Content starts
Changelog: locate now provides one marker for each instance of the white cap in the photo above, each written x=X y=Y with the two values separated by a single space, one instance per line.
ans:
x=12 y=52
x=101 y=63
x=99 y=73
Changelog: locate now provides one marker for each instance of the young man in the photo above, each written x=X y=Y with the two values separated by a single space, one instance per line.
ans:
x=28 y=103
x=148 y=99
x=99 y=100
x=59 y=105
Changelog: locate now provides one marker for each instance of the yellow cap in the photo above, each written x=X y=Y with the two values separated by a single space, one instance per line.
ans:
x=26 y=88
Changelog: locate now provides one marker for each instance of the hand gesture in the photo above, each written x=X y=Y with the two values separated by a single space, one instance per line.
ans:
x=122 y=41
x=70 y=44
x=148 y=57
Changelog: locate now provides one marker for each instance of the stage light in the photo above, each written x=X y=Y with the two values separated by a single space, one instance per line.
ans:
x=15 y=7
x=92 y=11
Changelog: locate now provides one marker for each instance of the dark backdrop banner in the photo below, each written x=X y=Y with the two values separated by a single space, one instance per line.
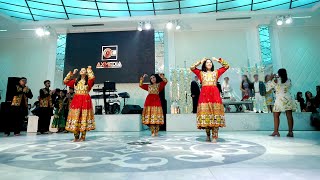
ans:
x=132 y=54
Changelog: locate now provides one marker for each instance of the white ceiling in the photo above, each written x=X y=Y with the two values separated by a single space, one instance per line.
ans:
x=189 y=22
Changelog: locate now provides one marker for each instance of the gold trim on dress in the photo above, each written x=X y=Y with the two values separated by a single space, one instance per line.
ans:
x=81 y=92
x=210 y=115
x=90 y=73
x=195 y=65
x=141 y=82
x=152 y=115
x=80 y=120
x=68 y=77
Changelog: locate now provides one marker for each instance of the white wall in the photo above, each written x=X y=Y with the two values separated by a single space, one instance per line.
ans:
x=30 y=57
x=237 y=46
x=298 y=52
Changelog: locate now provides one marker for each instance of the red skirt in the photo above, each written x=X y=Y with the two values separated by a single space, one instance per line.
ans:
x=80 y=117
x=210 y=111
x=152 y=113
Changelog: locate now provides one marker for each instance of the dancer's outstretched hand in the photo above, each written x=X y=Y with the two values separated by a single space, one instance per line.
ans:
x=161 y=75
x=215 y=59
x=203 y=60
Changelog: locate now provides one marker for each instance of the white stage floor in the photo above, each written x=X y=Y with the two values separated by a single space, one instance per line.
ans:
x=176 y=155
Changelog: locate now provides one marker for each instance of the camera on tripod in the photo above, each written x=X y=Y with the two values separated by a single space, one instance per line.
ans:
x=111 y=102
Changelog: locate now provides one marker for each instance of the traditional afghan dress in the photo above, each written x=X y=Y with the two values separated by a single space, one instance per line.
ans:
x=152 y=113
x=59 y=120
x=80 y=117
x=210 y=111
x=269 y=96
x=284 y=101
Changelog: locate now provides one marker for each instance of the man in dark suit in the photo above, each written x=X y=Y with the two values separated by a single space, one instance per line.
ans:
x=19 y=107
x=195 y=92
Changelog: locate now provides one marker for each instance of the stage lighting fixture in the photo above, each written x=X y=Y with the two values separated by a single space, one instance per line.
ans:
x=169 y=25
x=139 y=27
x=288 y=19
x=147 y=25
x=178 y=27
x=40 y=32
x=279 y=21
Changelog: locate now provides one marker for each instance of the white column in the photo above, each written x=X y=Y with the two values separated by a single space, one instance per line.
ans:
Content ends
Content starts
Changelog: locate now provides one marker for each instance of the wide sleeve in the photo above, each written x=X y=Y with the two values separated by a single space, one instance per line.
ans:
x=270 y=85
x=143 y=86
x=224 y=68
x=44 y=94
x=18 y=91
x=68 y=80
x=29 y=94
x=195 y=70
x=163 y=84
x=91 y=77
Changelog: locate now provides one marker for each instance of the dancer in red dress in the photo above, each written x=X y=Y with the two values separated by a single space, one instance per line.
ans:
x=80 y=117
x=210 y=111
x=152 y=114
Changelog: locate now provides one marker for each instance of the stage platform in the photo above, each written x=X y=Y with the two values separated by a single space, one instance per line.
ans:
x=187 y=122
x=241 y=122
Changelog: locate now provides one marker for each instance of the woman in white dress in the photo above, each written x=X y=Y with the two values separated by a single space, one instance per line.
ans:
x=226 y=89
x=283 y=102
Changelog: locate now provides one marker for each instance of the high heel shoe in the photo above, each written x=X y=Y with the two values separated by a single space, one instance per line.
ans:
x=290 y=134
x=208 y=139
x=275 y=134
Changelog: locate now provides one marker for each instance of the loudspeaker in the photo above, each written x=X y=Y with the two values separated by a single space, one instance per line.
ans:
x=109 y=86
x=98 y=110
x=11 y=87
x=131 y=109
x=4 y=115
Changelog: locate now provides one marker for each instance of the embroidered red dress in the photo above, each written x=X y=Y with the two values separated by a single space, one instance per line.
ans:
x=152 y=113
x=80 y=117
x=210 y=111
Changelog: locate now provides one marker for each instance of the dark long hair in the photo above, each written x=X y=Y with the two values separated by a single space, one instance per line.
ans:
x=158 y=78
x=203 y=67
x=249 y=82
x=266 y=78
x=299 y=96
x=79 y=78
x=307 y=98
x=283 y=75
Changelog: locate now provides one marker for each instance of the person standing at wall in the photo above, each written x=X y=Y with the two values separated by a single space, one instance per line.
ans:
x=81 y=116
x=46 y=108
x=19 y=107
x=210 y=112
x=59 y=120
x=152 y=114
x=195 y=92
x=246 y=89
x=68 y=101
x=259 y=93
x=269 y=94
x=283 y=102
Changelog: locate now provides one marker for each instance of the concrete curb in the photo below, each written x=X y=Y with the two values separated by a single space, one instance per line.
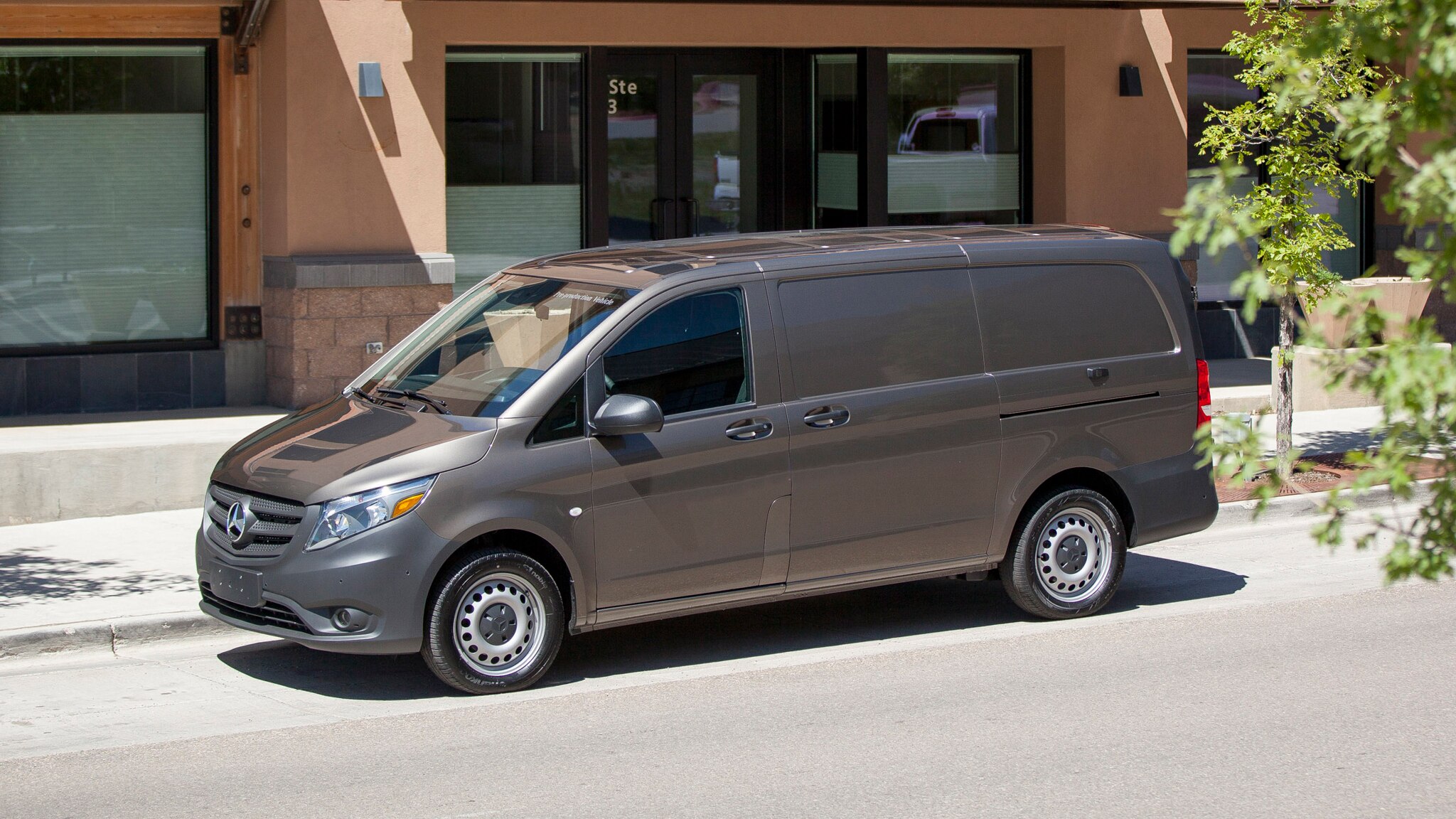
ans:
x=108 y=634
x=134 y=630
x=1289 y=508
Content ends
- [The problem] Report how many lines in the listing above hold the string "dancer", giving the number and no other words.

- [Problem solution] 2